== Segment start ==
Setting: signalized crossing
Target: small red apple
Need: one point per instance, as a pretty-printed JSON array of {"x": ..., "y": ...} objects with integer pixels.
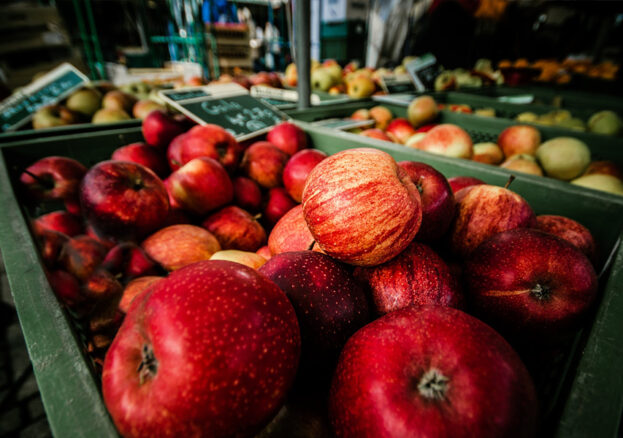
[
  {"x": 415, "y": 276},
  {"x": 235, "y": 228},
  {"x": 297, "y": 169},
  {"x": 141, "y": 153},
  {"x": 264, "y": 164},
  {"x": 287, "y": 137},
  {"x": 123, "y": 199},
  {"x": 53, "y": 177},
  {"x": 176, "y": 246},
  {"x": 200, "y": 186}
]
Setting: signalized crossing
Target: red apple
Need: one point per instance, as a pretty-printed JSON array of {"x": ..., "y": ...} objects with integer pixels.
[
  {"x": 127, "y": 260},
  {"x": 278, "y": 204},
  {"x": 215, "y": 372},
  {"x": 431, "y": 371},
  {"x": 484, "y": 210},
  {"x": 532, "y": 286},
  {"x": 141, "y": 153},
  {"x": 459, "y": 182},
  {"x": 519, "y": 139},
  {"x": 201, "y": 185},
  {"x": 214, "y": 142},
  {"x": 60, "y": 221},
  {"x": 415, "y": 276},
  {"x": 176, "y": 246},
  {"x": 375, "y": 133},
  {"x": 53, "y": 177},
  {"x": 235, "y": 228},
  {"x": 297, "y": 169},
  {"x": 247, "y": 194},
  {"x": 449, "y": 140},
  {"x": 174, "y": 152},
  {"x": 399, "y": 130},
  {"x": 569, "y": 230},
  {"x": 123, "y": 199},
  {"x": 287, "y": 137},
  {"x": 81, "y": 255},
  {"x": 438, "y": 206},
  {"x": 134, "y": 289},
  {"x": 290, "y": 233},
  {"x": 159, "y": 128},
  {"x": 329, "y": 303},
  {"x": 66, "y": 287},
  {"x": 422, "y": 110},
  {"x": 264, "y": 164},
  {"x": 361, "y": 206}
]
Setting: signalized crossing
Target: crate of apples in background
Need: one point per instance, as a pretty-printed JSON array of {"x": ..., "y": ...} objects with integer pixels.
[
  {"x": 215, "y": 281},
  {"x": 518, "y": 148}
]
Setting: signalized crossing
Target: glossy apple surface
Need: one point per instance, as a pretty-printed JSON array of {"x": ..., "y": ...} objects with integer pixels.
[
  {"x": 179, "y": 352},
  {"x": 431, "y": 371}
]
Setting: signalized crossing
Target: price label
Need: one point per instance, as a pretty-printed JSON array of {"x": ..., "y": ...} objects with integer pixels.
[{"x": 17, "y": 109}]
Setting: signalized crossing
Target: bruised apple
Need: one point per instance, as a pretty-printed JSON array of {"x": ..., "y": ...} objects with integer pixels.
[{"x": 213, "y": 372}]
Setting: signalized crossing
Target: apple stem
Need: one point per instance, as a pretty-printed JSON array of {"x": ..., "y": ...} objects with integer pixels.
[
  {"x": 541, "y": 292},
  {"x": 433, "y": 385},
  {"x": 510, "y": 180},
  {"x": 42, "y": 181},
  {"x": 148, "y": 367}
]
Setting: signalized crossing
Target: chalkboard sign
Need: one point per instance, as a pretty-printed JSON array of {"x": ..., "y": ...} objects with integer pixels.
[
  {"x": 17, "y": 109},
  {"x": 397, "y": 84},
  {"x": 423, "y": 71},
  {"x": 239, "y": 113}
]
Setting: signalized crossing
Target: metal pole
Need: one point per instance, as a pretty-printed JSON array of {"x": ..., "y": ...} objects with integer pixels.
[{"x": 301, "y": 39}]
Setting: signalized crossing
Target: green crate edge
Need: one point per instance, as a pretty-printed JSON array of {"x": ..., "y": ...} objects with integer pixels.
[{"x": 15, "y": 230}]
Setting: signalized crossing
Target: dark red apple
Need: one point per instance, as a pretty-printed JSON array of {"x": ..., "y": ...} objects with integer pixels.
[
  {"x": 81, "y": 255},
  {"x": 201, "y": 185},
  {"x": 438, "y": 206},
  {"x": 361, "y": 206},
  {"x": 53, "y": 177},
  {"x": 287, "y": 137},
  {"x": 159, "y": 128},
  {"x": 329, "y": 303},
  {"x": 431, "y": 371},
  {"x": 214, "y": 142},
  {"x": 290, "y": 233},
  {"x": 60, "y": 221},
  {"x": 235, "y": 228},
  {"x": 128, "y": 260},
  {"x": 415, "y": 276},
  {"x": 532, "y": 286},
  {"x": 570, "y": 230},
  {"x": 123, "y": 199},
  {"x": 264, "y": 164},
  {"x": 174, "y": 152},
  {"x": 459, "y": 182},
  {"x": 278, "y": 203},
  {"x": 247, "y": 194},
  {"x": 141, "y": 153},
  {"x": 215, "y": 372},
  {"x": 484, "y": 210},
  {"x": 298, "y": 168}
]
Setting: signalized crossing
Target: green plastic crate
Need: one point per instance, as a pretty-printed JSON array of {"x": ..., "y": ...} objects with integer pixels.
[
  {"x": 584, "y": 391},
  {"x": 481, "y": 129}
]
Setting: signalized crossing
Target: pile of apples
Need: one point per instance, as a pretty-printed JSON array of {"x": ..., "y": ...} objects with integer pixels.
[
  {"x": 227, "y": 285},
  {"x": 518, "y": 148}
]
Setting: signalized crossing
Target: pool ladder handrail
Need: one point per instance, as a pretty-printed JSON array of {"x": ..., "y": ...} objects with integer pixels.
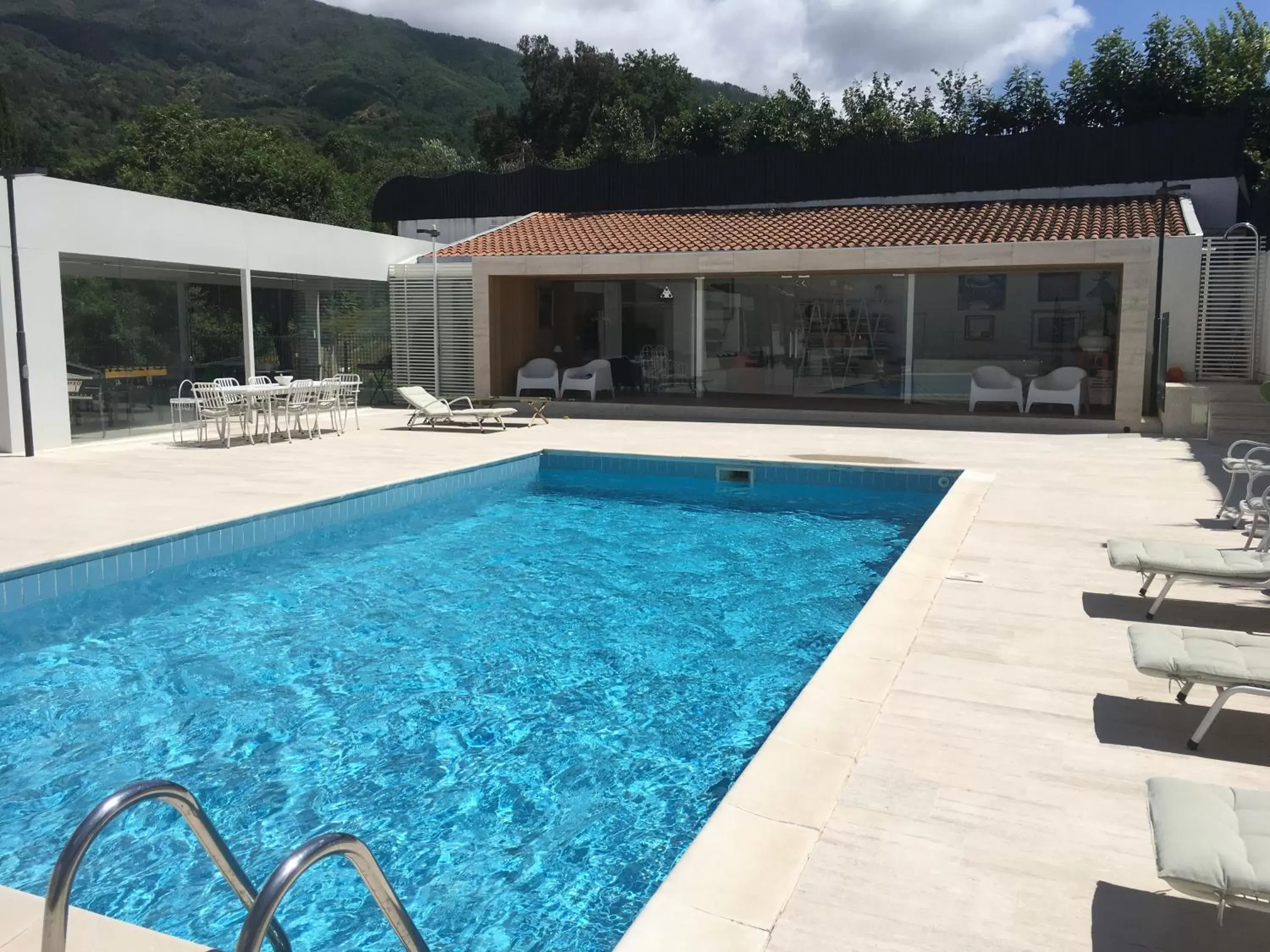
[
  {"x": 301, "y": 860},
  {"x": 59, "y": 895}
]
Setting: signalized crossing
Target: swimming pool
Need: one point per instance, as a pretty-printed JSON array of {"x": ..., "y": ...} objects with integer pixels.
== Segment end ==
Note each line above that contains "apples" and copy it out.

**Exercise answer:**
Target: crate of apples in background
Target: pile of apples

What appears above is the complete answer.